▶ EXERCISE AIM
Below are some entries. Return exactly the lines from the one with "[point] every instance of the overcast" through the final line, leaving out any pictures.

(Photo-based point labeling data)
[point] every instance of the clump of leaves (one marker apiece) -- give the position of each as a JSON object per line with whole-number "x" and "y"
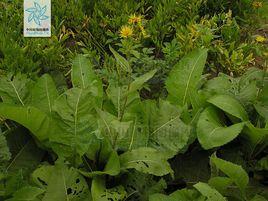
{"x": 85, "y": 141}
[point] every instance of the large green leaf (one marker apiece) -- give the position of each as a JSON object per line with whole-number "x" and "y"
{"x": 168, "y": 132}
{"x": 146, "y": 160}
{"x": 185, "y": 75}
{"x": 83, "y": 76}
{"x": 179, "y": 195}
{"x": 30, "y": 117}
{"x": 27, "y": 193}
{"x": 244, "y": 88}
{"x": 235, "y": 172}
{"x": 258, "y": 198}
{"x": 220, "y": 183}
{"x": 100, "y": 193}
{"x": 254, "y": 135}
{"x": 25, "y": 155}
{"x": 115, "y": 130}
{"x": 122, "y": 62}
{"x": 44, "y": 93}
{"x": 209, "y": 192}
{"x": 120, "y": 97}
{"x": 140, "y": 185}
{"x": 211, "y": 132}
{"x": 262, "y": 164}
{"x": 139, "y": 81}
{"x": 14, "y": 89}
{"x": 74, "y": 123}
{"x": 5, "y": 154}
{"x": 112, "y": 167}
{"x": 230, "y": 106}
{"x": 61, "y": 183}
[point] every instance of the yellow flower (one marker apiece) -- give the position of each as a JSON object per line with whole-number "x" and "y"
{"x": 260, "y": 39}
{"x": 134, "y": 19}
{"x": 126, "y": 31}
{"x": 257, "y": 4}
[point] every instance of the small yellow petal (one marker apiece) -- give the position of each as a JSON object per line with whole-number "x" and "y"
{"x": 126, "y": 31}
{"x": 257, "y": 4}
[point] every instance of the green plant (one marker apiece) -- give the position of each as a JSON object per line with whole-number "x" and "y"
{"x": 95, "y": 143}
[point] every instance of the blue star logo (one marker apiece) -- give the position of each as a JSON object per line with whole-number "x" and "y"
{"x": 37, "y": 13}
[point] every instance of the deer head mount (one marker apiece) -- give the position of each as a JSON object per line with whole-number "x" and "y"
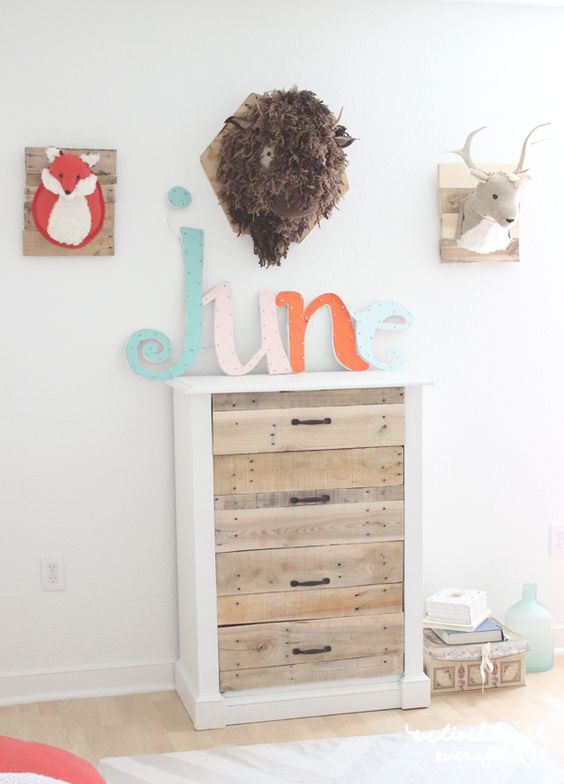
{"x": 486, "y": 216}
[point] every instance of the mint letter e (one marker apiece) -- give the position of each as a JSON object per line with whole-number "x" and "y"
{"x": 373, "y": 318}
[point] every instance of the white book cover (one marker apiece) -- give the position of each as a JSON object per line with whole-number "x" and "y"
{"x": 463, "y": 604}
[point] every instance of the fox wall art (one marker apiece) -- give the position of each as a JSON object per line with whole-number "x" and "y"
{"x": 69, "y": 202}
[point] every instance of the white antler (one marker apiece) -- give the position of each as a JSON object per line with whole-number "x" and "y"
{"x": 519, "y": 169}
{"x": 91, "y": 158}
{"x": 52, "y": 153}
{"x": 466, "y": 156}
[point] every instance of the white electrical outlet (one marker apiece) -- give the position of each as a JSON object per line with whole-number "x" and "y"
{"x": 52, "y": 573}
{"x": 557, "y": 540}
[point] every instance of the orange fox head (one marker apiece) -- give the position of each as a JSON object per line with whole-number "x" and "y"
{"x": 69, "y": 175}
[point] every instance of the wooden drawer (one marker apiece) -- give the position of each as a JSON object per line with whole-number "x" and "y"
{"x": 277, "y": 471}
{"x": 263, "y": 571}
{"x": 298, "y": 642}
{"x": 248, "y": 401}
{"x": 311, "y": 524}
{"x": 314, "y": 603}
{"x": 314, "y": 672}
{"x": 298, "y": 429}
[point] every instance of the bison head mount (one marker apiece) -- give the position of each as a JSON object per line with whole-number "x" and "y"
{"x": 278, "y": 168}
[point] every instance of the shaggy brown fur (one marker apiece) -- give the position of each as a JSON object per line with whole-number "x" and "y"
{"x": 275, "y": 196}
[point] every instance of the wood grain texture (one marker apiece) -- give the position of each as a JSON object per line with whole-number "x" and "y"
{"x": 314, "y": 672}
{"x": 274, "y": 644}
{"x": 34, "y": 244}
{"x": 304, "y": 605}
{"x": 153, "y": 723}
{"x": 262, "y": 571}
{"x": 255, "y": 401}
{"x": 276, "y": 430}
{"x": 342, "y": 495}
{"x": 300, "y": 470}
{"x": 299, "y": 526}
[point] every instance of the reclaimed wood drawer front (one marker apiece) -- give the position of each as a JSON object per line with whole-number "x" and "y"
{"x": 297, "y": 429}
{"x": 305, "y": 568}
{"x": 368, "y": 667}
{"x": 341, "y": 495}
{"x": 259, "y": 473}
{"x": 277, "y": 644}
{"x": 245, "y": 401}
{"x": 305, "y": 605}
{"x": 312, "y": 524}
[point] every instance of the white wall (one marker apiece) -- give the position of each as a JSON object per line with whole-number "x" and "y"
{"x": 87, "y": 445}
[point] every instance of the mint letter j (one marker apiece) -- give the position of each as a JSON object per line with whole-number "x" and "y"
{"x": 153, "y": 345}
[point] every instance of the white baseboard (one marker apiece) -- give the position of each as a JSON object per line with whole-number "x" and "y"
{"x": 19, "y": 688}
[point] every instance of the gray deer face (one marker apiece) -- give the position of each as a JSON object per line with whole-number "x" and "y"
{"x": 495, "y": 200}
{"x": 499, "y": 197}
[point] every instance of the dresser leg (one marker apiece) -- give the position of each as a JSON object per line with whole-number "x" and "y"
{"x": 415, "y": 691}
{"x": 207, "y": 711}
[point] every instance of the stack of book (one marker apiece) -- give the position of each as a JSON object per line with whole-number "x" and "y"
{"x": 461, "y": 616}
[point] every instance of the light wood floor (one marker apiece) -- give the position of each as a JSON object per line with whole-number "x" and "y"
{"x": 154, "y": 723}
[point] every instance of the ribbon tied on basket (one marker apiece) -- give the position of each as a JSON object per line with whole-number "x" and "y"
{"x": 487, "y": 665}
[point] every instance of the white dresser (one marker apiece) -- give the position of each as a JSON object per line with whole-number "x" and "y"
{"x": 298, "y": 502}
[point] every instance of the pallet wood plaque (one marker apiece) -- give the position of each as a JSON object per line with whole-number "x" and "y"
{"x": 102, "y": 244}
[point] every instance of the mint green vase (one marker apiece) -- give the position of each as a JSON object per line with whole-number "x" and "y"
{"x": 533, "y": 621}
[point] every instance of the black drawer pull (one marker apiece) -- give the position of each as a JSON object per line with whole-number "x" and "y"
{"x": 297, "y": 651}
{"x": 326, "y": 421}
{"x": 308, "y": 583}
{"x": 316, "y": 499}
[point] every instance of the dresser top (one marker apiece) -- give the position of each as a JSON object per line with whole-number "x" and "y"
{"x": 262, "y": 382}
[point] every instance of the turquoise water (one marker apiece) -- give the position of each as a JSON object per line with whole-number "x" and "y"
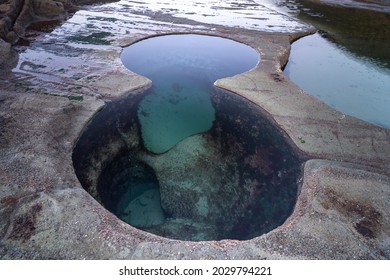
{"x": 183, "y": 69}
{"x": 351, "y": 85}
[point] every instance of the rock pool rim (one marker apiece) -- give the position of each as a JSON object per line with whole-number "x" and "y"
{"x": 287, "y": 142}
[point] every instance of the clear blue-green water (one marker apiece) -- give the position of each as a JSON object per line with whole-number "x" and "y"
{"x": 354, "y": 86}
{"x": 183, "y": 69}
{"x": 184, "y": 159}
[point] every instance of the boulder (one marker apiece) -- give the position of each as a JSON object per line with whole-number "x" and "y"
{"x": 8, "y": 57}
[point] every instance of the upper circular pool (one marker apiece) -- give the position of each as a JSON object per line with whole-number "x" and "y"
{"x": 183, "y": 69}
{"x": 184, "y": 159}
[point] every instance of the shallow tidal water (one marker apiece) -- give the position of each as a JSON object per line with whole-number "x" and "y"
{"x": 347, "y": 63}
{"x": 352, "y": 86}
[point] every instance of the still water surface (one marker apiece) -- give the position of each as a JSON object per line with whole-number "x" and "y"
{"x": 183, "y": 69}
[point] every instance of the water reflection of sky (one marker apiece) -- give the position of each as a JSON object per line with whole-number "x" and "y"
{"x": 246, "y": 14}
{"x": 183, "y": 69}
{"x": 351, "y": 85}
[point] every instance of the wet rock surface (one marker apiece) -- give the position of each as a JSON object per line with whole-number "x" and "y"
{"x": 46, "y": 101}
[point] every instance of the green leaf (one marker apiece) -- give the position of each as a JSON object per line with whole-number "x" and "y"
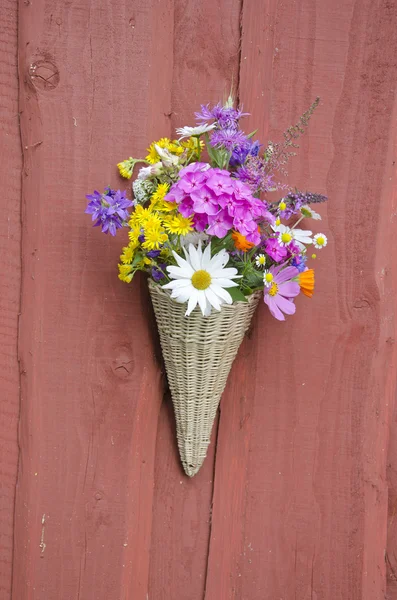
{"x": 237, "y": 295}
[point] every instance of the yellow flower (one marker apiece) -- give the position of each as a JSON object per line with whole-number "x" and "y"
{"x": 126, "y": 273}
{"x": 126, "y": 167}
{"x": 191, "y": 145}
{"x": 139, "y": 216}
{"x": 163, "y": 205}
{"x": 178, "y": 224}
{"x": 133, "y": 234}
{"x": 128, "y": 254}
{"x": 154, "y": 238}
{"x": 166, "y": 143}
{"x": 306, "y": 282}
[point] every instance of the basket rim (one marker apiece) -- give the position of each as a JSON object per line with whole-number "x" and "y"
{"x": 156, "y": 286}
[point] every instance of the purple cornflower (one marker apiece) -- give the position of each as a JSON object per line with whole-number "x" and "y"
{"x": 274, "y": 250}
{"x": 226, "y": 116}
{"x": 157, "y": 273}
{"x": 108, "y": 209}
{"x": 241, "y": 152}
{"x": 153, "y": 253}
{"x": 294, "y": 202}
{"x": 255, "y": 174}
{"x": 228, "y": 138}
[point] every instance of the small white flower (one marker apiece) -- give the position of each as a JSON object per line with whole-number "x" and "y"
{"x": 260, "y": 260}
{"x": 167, "y": 158}
{"x": 151, "y": 171}
{"x": 320, "y": 240}
{"x": 287, "y": 235}
{"x": 201, "y": 279}
{"x": 307, "y": 211}
{"x": 193, "y": 238}
{"x": 190, "y": 131}
{"x": 267, "y": 278}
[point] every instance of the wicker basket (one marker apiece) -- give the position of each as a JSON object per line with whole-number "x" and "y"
{"x": 198, "y": 354}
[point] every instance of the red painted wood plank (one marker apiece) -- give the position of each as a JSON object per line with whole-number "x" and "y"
{"x": 300, "y": 498}
{"x": 205, "y": 61}
{"x": 10, "y": 281}
{"x": 94, "y": 88}
{"x": 389, "y": 285}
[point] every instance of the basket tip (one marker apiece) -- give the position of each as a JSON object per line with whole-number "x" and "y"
{"x": 191, "y": 470}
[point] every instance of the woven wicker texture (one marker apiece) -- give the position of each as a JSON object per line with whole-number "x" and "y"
{"x": 198, "y": 354}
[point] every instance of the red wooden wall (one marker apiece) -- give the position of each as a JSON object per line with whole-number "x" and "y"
{"x": 297, "y": 499}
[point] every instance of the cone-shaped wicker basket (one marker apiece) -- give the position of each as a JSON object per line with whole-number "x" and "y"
{"x": 198, "y": 354}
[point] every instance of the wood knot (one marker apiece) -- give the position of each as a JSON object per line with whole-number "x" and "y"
{"x": 123, "y": 362}
{"x": 44, "y": 75}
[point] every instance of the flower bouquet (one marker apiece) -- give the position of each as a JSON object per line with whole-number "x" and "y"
{"x": 213, "y": 244}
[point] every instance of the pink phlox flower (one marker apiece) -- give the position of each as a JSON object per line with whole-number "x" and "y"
{"x": 254, "y": 237}
{"x": 220, "y": 184}
{"x": 204, "y": 201}
{"x": 192, "y": 181}
{"x": 219, "y": 224}
{"x": 278, "y": 296}
{"x": 186, "y": 207}
{"x": 244, "y": 224}
{"x": 194, "y": 168}
{"x": 176, "y": 194}
{"x": 200, "y": 221}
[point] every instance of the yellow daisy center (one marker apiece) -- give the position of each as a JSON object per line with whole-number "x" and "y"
{"x": 201, "y": 280}
{"x": 286, "y": 238}
{"x": 273, "y": 289}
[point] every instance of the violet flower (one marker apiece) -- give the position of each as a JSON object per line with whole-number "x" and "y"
{"x": 278, "y": 295}
{"x": 108, "y": 210}
{"x": 274, "y": 250}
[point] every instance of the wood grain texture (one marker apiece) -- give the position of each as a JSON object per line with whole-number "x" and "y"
{"x": 10, "y": 281}
{"x": 306, "y": 516}
{"x": 94, "y": 88}
{"x": 205, "y": 62}
{"x": 389, "y": 197}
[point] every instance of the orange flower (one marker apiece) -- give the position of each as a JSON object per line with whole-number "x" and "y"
{"x": 241, "y": 242}
{"x": 306, "y": 282}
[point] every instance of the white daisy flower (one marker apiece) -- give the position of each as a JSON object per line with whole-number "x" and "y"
{"x": 260, "y": 260}
{"x": 320, "y": 240}
{"x": 193, "y": 238}
{"x": 299, "y": 236}
{"x": 267, "y": 278}
{"x": 201, "y": 279}
{"x": 307, "y": 211}
{"x": 190, "y": 131}
{"x": 151, "y": 171}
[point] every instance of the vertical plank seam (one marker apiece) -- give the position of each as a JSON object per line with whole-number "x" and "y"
{"x": 237, "y": 98}
{"x": 18, "y": 76}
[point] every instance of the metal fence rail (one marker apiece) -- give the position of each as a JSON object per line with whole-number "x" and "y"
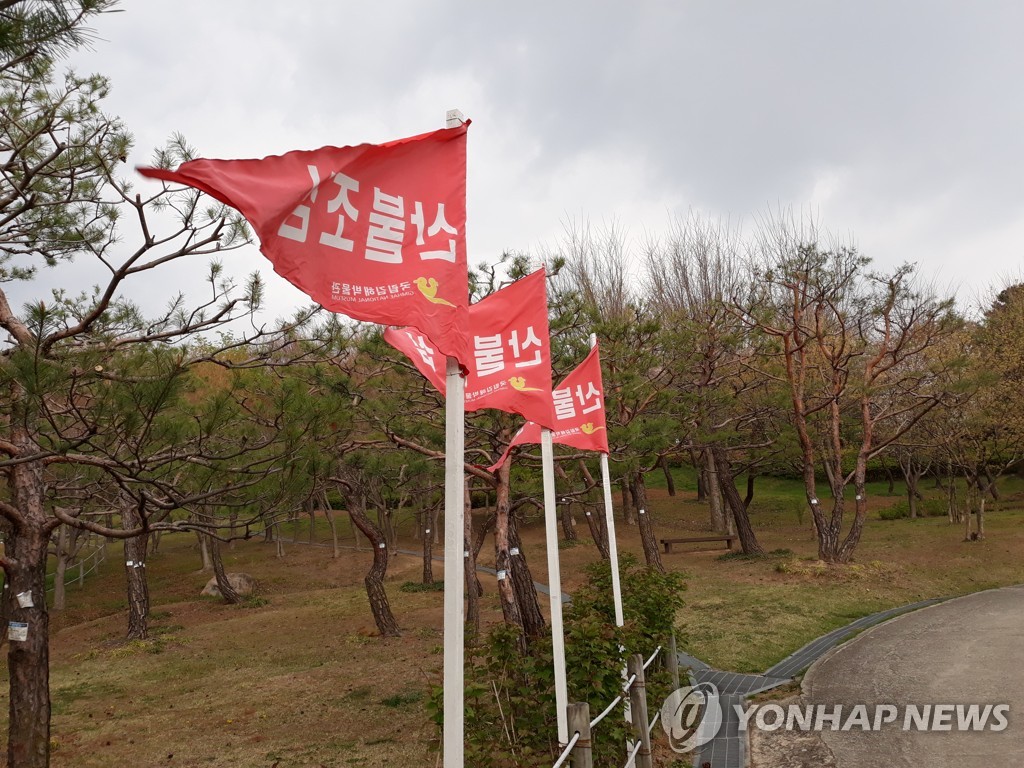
{"x": 579, "y": 749}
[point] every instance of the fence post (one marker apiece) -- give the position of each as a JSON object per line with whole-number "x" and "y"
{"x": 673, "y": 662}
{"x": 638, "y": 708}
{"x": 579, "y": 720}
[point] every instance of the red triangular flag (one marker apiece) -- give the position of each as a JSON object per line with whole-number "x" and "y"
{"x": 510, "y": 369}
{"x": 375, "y": 231}
{"x": 579, "y": 407}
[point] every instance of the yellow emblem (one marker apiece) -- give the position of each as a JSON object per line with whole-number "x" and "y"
{"x": 428, "y": 287}
{"x": 519, "y": 384}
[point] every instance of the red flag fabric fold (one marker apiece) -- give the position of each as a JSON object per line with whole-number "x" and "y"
{"x": 375, "y": 231}
{"x": 510, "y": 365}
{"x": 579, "y": 411}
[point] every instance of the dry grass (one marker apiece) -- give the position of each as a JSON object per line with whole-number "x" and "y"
{"x": 300, "y": 678}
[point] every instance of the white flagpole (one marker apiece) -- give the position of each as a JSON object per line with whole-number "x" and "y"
{"x": 455, "y": 450}
{"x": 555, "y": 585}
{"x": 609, "y": 525}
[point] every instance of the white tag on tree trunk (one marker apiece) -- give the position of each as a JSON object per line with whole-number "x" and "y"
{"x": 17, "y": 632}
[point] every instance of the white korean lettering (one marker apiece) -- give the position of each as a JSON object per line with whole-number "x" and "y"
{"x": 302, "y": 211}
{"x": 564, "y": 408}
{"x": 425, "y": 350}
{"x": 592, "y": 393}
{"x": 387, "y": 228}
{"x": 529, "y": 340}
{"x": 345, "y": 185}
{"x": 488, "y": 354}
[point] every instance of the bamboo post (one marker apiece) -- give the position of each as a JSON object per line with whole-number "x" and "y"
{"x": 579, "y": 719}
{"x": 638, "y": 709}
{"x": 673, "y": 662}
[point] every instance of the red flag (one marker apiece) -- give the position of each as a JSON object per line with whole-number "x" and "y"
{"x": 579, "y": 406}
{"x": 510, "y": 369}
{"x": 375, "y": 231}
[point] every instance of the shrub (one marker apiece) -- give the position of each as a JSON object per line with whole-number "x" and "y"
{"x": 510, "y": 698}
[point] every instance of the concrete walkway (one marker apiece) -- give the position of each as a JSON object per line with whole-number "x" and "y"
{"x": 963, "y": 651}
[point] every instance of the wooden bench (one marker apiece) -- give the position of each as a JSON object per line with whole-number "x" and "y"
{"x": 724, "y": 538}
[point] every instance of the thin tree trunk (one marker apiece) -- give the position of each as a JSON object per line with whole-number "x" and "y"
{"x": 506, "y": 590}
{"x": 597, "y": 531}
{"x": 628, "y": 513}
{"x": 204, "y": 551}
{"x": 226, "y": 590}
{"x": 469, "y": 572}
{"x": 379, "y": 604}
{"x": 670, "y": 481}
{"x": 719, "y": 520}
{"x": 647, "y": 538}
{"x": 748, "y": 540}
{"x": 59, "y": 590}
{"x": 522, "y": 582}
{"x": 329, "y": 514}
{"x": 137, "y": 587}
{"x": 568, "y": 524}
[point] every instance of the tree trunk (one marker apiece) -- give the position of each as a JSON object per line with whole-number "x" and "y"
{"x": 647, "y": 539}
{"x": 701, "y": 480}
{"x": 598, "y": 530}
{"x": 428, "y": 545}
{"x": 522, "y": 582}
{"x": 59, "y": 590}
{"x": 204, "y": 550}
{"x": 727, "y": 484}
{"x": 472, "y": 585}
{"x": 329, "y": 514}
{"x": 226, "y": 590}
{"x": 670, "y": 481}
{"x": 628, "y": 516}
{"x": 719, "y": 519}
{"x": 137, "y": 586}
{"x": 568, "y": 524}
{"x": 374, "y": 581}
{"x": 506, "y": 590}
{"x": 25, "y": 570}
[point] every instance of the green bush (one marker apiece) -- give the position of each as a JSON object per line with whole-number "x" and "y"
{"x": 510, "y": 697}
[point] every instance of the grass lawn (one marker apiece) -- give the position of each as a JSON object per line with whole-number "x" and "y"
{"x": 298, "y": 678}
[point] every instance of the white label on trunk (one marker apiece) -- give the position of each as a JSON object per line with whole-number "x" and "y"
{"x": 17, "y": 632}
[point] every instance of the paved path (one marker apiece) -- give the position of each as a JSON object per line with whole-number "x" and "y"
{"x": 968, "y": 650}
{"x": 728, "y": 749}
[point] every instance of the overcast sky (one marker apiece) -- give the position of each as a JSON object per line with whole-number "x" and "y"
{"x": 898, "y": 124}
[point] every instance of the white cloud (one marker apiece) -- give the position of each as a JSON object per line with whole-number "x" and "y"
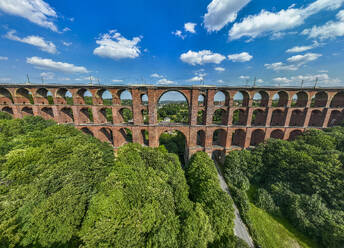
{"x": 240, "y": 57}
{"x": 66, "y": 43}
{"x": 267, "y": 22}
{"x": 222, "y": 12}
{"x": 196, "y": 79}
{"x": 113, "y": 45}
{"x": 58, "y": 66}
{"x": 190, "y": 27}
{"x": 244, "y": 77}
{"x": 36, "y": 11}
{"x": 328, "y": 31}
{"x": 219, "y": 69}
{"x": 259, "y": 80}
{"x": 279, "y": 66}
{"x": 202, "y": 57}
{"x": 323, "y": 78}
{"x": 179, "y": 34}
{"x": 281, "y": 80}
{"x": 156, "y": 75}
{"x": 302, "y": 59}
{"x": 299, "y": 49}
{"x": 48, "y": 75}
{"x": 5, "y": 80}
{"x": 46, "y": 46}
{"x": 165, "y": 81}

▶ WRITTEN REPLY
[point] every instance of the overcast sky (one marker apiece) -- give the position of each as a JSON object per line with whole-number "x" and "y"
{"x": 898, "y": 124}
[point] every instance of the white cloud (one marker apiece) -- give the position of each as a JSON object per line with whole-number "x" and "y"
{"x": 240, "y": 57}
{"x": 66, "y": 43}
{"x": 267, "y": 22}
{"x": 222, "y": 12}
{"x": 196, "y": 79}
{"x": 113, "y": 45}
{"x": 58, "y": 66}
{"x": 190, "y": 27}
{"x": 244, "y": 77}
{"x": 36, "y": 11}
{"x": 328, "y": 31}
{"x": 219, "y": 69}
{"x": 259, "y": 80}
{"x": 279, "y": 66}
{"x": 202, "y": 57}
{"x": 323, "y": 78}
{"x": 179, "y": 34}
{"x": 281, "y": 80}
{"x": 156, "y": 75}
{"x": 302, "y": 59}
{"x": 299, "y": 49}
{"x": 48, "y": 75}
{"x": 5, "y": 80}
{"x": 46, "y": 46}
{"x": 165, "y": 81}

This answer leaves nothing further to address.